■ Work task
From the data that follows, copy every line holding the string "Draw".
====================
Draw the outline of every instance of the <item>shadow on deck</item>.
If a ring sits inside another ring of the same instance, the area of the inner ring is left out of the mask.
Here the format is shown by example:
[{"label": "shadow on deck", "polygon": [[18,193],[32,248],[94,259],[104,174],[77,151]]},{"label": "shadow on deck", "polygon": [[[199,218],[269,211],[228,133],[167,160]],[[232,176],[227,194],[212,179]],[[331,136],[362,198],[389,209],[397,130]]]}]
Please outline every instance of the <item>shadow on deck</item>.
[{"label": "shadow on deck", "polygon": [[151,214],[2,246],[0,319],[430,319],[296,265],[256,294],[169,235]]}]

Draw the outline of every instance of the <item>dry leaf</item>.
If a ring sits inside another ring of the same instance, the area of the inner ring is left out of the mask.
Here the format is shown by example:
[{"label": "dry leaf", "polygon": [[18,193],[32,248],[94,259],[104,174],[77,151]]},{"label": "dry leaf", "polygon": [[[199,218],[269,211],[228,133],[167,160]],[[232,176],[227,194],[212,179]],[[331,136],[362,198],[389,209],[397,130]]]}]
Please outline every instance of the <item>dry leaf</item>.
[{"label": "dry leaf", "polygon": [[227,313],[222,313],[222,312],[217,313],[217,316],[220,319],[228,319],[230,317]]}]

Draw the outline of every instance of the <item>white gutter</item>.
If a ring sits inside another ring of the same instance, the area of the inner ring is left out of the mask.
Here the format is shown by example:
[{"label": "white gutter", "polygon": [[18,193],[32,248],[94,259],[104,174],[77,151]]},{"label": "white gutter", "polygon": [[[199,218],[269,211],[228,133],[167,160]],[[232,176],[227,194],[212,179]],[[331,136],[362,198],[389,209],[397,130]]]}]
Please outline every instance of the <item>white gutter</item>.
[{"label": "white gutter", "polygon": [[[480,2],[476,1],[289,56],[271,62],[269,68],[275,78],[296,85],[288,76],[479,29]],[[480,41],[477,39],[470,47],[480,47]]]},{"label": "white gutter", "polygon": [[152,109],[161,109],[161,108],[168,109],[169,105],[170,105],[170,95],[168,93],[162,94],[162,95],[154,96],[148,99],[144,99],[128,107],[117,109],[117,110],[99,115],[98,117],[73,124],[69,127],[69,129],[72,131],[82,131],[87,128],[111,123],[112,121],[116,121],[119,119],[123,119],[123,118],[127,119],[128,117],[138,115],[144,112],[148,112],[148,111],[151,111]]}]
====================
■ Written solution
Draw the outline of every instance of the <item>shadow on deck</item>.
Draw the outline of every instance of the <item>dry leaf</item>.
Draw the outline of every instance of the <item>white gutter</item>.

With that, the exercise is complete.